───── Text passage

Birds nest fern plants are particular about sunlight. When healthy, the smooth leaves will develop gentle ripples and waves.

How To Propagate Birds Nest Ferns

Propagation of birds nest ferns can be achieved by collecting their spores.

Cut off a large frond from a healthy plant and wrap it in paper bag for a couple of weeks. Watch for the fuzzy spores to drop off, then sprinkle them in a dish of sphagnum moss or peat moss supplemented with dolomite. Keep the medium moist with a spray bottle and cover it with plastic wrap. Place the dish in an area where the temperature is 70-80 degrees. Watch for new leaves to sprout.

Frequently Asked Questions

How do you take care of a birds nest fern?

  1. Water your birds nest fern regularly, keeping the soil moist but not waterlogged.

  2. Place in an area with plenty of indirect light. Avoid direct sunlight, as this can scorch the fronds.

  3. Mist the plant regularly or place a humidifier nearby.

  4. Use a well-draining soil mix, and plant your birds nest fern in a pot with adequate drainage holes.

  5. Apply a balanced, water-soluble fertilizer to your birds nest fern every 2 to 4 weeks during the growing season.

  6. Prune any dead or damaged fronds, as well as any overgrown or crowded fronds, to keep the plant healthy and promote new growth.

  7. Repotting birds nest ferns every 1 to 2 years will ensure their continued health and growth. Be careful not to damage the root ball while repotting.

How long does it take for a bird's nest fern to grow?

──────────

◆ **Your objective**
In the fern care text, translate this sentence into Spanish: "Place the dish in an area where the temperature is 70-80 degrees."

───── Given records

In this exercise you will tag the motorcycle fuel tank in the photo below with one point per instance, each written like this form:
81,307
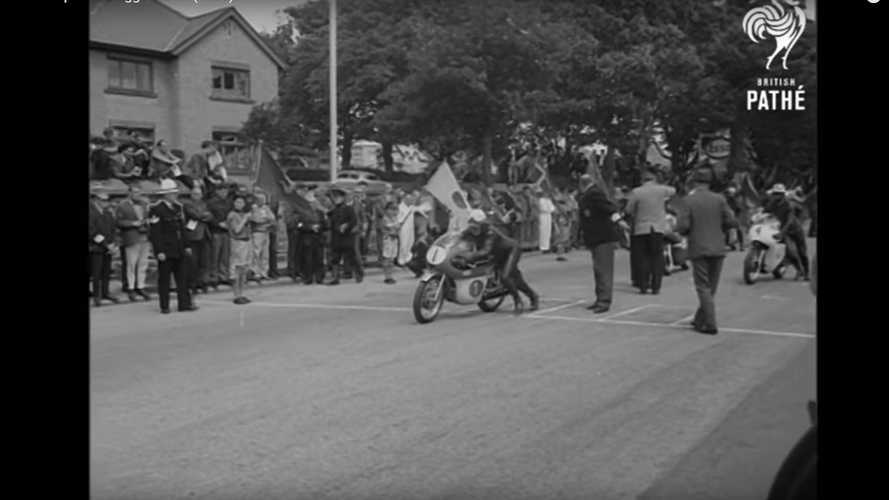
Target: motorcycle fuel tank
469,290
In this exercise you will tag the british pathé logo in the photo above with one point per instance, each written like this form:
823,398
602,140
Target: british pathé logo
783,20
777,94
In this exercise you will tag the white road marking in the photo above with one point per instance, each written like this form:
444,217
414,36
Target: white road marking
563,306
673,326
537,315
683,320
317,306
628,311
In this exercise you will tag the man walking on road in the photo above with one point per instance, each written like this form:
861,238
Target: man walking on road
598,222
704,218
647,209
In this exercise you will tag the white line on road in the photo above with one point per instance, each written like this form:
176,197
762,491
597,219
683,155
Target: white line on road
316,306
628,311
683,320
668,325
563,306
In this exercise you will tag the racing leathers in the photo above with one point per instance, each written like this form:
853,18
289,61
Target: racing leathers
791,227
493,241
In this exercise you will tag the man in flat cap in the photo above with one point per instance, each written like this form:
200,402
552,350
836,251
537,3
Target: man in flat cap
343,222
704,219
103,235
599,217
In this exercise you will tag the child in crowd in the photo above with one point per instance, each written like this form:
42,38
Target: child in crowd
389,233
241,249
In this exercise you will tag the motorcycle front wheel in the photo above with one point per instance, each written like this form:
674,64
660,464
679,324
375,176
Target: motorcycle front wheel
428,299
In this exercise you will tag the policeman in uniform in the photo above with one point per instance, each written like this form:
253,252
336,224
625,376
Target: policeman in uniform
311,226
167,234
342,237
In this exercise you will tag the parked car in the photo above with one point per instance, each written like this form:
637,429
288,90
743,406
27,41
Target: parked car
348,179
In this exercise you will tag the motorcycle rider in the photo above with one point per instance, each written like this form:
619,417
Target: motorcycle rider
778,205
492,241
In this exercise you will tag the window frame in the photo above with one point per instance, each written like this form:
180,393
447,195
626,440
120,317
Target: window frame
234,95
117,87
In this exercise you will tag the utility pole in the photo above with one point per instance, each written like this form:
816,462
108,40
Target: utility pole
333,94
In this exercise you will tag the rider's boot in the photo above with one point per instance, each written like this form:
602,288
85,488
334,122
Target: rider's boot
336,276
519,306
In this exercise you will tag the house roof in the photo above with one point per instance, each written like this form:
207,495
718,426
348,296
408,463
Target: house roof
153,27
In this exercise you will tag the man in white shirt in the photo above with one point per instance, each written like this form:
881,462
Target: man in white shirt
647,209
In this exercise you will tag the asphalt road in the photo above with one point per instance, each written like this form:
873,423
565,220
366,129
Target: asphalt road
336,393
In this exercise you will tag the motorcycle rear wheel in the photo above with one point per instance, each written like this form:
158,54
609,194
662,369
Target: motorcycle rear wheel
751,265
491,304
424,310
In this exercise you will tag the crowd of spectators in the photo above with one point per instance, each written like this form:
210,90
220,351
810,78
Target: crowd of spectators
234,232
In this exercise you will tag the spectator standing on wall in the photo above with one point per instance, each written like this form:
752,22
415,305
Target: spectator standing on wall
220,206
198,166
102,160
133,224
163,163
199,239
238,223
389,229
167,236
262,222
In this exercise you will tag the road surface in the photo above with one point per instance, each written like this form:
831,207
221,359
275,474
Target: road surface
336,393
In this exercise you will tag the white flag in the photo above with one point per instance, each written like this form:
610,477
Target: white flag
443,185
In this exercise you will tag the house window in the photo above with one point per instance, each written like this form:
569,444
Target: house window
132,76
122,134
234,150
231,83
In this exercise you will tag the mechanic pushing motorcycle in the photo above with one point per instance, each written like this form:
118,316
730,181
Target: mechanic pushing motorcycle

──────────

◆ **Completed task**
Coloque el plato en un área donde la temperatura sea de 70-80 grados.